Objectif de l'exercice -> Recopiez sans rien changer le passage du texte sur Sables-d'Or-Les-Pins qui va de « La station balnéaire de » jusqu'à « et Bernard Launay. » inclus.

Extrait ->

..............................

Sables-d'Or-Les-Pins : une utopie des vacances automobiles
C'est une station balnéaire bretonne construite de toutes pièces dans les années vingt par deux entrepreneurs utopistes qui misaient sur le développement de l'automobile et son importance au moment des vacances. Mais la crise de 1929 aura eu raison de leur vision. Aujourd'hui, elle a le charme des lieux désuets.
Les avenues sont larges. Elles mènent à des rues tracées à l’américaine. Partout, de somptueuses villas entourées de pelouses bordent ces travées rectilignes. Mais quelque chose cloche dans ce paysage idyllique, comme si le temps s’était arrêté dans ce coin des Côtes d’Armor, à Sables-d’or-Les-Pins. Un temps figé depuis longtemps, depuis 1929, exactement. Évidemment, la station balnéaire continue d’exister, visitée par quelques touristes en été, quelques familles le dimanche, quelques enfants qui font la queue devant le glacier. Mais le faste s’en est allé.
La station balnéaire de l'automobile
Pourtant, Sables d’Or était née sous cette étoile, et dans l’imagination de ses créateurs, elle devait devenir la nouvelle Deauville, la Biarritz du futur, grâce à une machine dans l’air du temps qui avait su séduire les riches des années 20 : l’automobile. Leur concevoir une station balnéaire rien que pour eux, voilà l’idée de deux entrepreneurs de la région : Roland Brouard et Bernard Launay.
Ils sont promoteurs immobiliers à Saint Malo et recherchent des terres en bord de mer pour y construire leur utopie. C’est le comte de Courville qui va faire jaillir leur idée du sable. L’aristocrate est propriétaire de 100 hectares de dunes, dont il ne sait que faire, du côté de Fréhel et d’Erquy. L’affaire est faite. Mais il n’y a pas la moindre route pour s’y rendre.
Pas grave. Brouard et Launay vont la tracer à travers la corniche. C’est une simple piste caillouteuse ? Pas grave non plus. Derrière les dunes, un magnifique goudron attend les premiers touristes motorisés. Et ils peuvent garer leurs torpédos devant le Camping House. C’est un motel à l’américaine comme la France n’en connaît pas.
Rapidement, le succès vient combler les fondateurs. Cinq hôtels sont construits, puis 10 et vingt villas sont mises en chantier puis 100, en suivant toujours la même philosophie : la voiture doit pouvoir se garer au pied des constructions. En 1926, un salon de l’auto est même organisé dans la station et, clou du spectacle, l’autochenille Citroën, qui vient d’achever son périple africain effectue une démonstration dans les dunes de Sable d’Or.

..............................

Données fournies ->
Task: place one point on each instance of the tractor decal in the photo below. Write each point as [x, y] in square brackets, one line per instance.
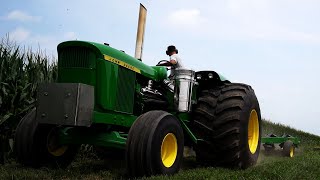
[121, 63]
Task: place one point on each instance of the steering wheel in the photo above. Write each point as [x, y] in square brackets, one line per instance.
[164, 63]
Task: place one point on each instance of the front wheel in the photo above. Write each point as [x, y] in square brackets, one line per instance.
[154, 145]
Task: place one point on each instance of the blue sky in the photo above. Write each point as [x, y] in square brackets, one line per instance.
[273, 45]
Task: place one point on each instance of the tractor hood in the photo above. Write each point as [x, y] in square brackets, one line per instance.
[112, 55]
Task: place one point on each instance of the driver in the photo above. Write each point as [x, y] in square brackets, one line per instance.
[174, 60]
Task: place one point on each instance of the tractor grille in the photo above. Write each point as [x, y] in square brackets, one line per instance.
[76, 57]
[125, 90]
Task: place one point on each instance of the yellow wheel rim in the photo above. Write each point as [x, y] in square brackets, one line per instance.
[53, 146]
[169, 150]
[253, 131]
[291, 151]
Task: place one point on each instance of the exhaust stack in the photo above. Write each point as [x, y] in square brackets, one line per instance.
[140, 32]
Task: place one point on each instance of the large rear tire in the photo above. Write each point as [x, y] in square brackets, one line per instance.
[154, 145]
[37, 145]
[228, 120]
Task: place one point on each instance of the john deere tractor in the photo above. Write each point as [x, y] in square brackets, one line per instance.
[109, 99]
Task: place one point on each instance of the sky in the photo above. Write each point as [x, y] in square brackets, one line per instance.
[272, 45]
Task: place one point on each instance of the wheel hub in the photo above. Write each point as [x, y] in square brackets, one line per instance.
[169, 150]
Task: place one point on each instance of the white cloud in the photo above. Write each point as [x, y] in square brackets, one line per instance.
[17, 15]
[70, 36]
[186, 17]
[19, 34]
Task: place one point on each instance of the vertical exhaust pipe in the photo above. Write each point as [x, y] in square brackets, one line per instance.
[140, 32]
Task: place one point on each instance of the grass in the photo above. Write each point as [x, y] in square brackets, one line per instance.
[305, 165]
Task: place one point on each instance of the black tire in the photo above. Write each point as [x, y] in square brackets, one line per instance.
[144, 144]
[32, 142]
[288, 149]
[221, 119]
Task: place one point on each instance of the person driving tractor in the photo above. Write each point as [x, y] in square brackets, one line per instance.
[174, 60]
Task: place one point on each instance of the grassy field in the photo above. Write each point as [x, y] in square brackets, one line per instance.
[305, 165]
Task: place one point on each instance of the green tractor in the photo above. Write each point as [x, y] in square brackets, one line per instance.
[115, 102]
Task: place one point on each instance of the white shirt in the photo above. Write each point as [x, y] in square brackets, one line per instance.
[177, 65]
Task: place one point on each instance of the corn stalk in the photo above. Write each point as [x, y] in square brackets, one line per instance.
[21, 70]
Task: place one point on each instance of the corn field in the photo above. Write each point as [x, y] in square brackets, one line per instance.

..............................

Réponse proposée ->
La station balnéaire de l'automobile
Pourtant, Sables d’Or était née sous cette étoile, et dans l’imagination de ses créateurs, elle devait devenir la nouvelle Deauville, la Biarritz du futur, grâce à une machine dans l’air du temps qui avait su séduire les riches des années 20 : l’automobile. Leur concevoir une station balnéaire rien que pour eux, voilà l’idée de deux entrepreneurs de la région : Roland Brouard et Bernard Launay.